EXERCISE DATA -
[BEGIN]

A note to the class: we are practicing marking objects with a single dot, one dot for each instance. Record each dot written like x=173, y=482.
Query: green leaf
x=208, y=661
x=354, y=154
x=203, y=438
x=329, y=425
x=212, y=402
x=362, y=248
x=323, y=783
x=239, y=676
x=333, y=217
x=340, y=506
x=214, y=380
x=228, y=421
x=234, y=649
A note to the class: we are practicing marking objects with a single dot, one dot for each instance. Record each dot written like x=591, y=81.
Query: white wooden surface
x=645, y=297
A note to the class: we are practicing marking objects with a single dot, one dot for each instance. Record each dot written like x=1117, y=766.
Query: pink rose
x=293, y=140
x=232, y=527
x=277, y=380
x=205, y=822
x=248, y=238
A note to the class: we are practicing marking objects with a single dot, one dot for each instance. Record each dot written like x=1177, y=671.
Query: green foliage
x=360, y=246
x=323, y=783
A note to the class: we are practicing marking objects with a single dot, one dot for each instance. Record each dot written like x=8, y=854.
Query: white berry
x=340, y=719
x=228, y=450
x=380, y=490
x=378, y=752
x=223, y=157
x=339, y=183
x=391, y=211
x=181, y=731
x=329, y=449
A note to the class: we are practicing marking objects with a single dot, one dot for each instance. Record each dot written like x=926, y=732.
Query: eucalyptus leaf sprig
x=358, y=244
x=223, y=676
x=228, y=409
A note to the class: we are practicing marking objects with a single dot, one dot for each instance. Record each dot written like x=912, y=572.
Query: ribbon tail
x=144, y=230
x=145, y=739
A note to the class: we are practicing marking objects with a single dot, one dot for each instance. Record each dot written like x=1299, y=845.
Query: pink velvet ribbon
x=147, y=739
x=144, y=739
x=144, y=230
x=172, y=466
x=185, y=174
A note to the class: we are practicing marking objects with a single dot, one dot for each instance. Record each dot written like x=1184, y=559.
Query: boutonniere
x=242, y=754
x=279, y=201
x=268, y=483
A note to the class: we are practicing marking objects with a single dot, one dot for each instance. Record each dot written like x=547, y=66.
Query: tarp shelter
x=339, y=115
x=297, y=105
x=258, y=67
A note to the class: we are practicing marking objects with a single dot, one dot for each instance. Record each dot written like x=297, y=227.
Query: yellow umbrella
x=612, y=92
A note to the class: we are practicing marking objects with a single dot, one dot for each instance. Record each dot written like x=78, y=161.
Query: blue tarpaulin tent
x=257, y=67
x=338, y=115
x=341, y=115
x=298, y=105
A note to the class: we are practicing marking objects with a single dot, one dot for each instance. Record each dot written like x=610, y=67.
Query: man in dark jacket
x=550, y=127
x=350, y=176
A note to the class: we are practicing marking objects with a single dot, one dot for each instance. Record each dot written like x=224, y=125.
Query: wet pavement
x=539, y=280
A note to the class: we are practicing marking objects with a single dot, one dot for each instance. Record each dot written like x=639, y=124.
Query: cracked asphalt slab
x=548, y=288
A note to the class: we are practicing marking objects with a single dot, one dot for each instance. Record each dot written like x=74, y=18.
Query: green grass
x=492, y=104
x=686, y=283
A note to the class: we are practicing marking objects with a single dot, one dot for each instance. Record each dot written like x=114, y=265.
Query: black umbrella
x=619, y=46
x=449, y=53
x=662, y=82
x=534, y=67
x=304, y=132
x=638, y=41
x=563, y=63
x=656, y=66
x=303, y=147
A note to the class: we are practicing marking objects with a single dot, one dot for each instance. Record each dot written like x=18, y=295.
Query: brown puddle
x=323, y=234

[END]

Start at the line that has "like x=610, y=67." and stop after the line that has "x=539, y=280", copying every line of the data in that stretch, requests included. Multiply each coordinate in the answers by 1.65 and round to whole numbers, with halves rounded up, but leave the numbers in the requests and their format samples unchanged.

A note to the class: we are practicing marking objects with a single dot, one dot for each instance. Record each dot written like x=610, y=67.
Query: man in dark jacket
x=908, y=210
x=578, y=290
A note to the class: we are practicing marking objects with a single dot, one dot for each instance. Record each dot written like x=224, y=125.
Query: wet pavement
x=889, y=462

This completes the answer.